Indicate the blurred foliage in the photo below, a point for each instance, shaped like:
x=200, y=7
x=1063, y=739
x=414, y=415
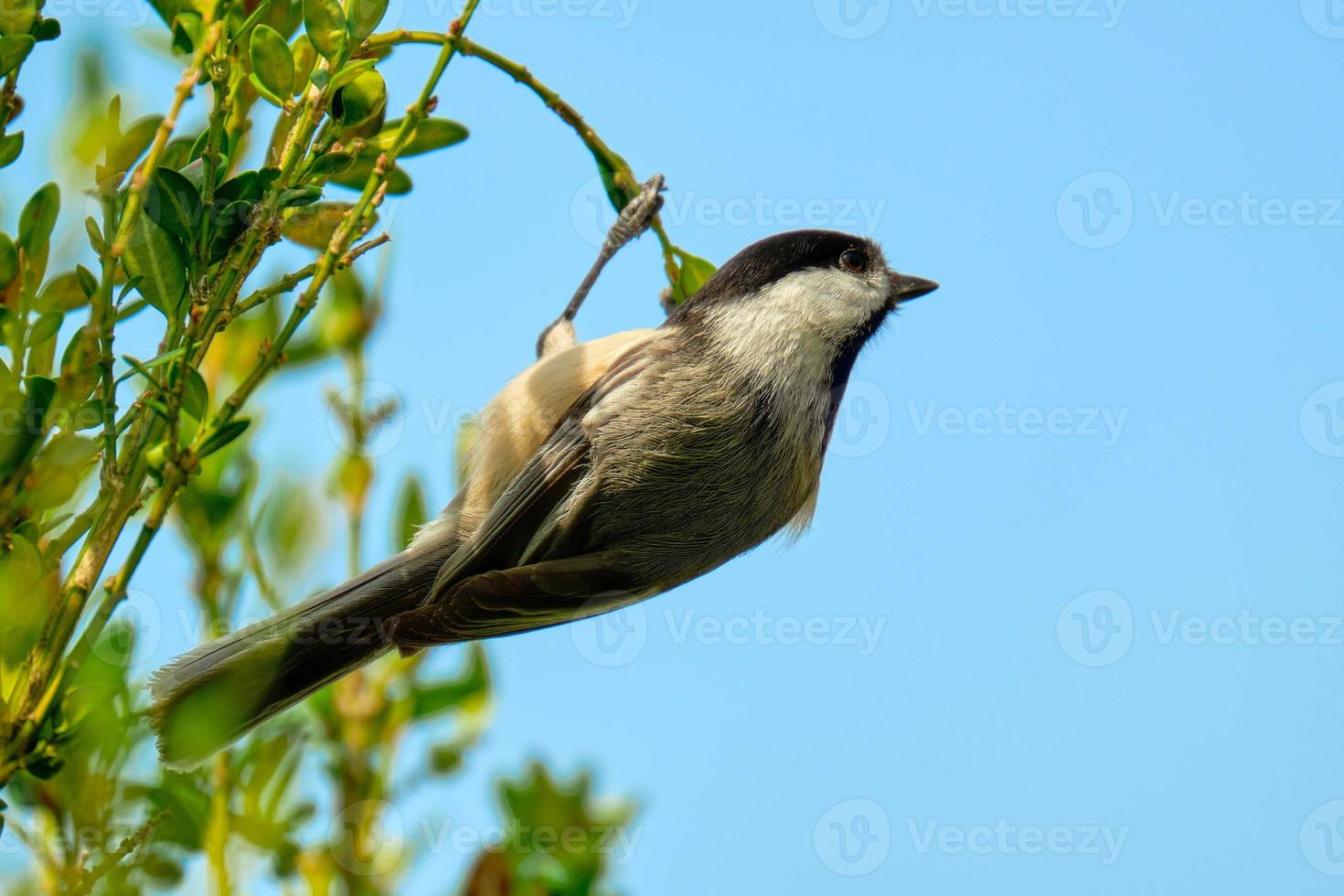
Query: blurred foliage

== Task prompt ==
Render the items above as a Markdown table with the columns "No." and "Line," giving one row per line and omitting blank lines. Leave the pictures out of the table.

== Task response ==
| No. | Line |
|---|---|
| 1 | Indicate the blurred foliage in the photo below, a point for each instance, shaped like: |
| 2 | x=200, y=7 |
| 3 | x=1063, y=739 |
| 4 | x=414, y=415 |
| 5 | Query: blurred foliage |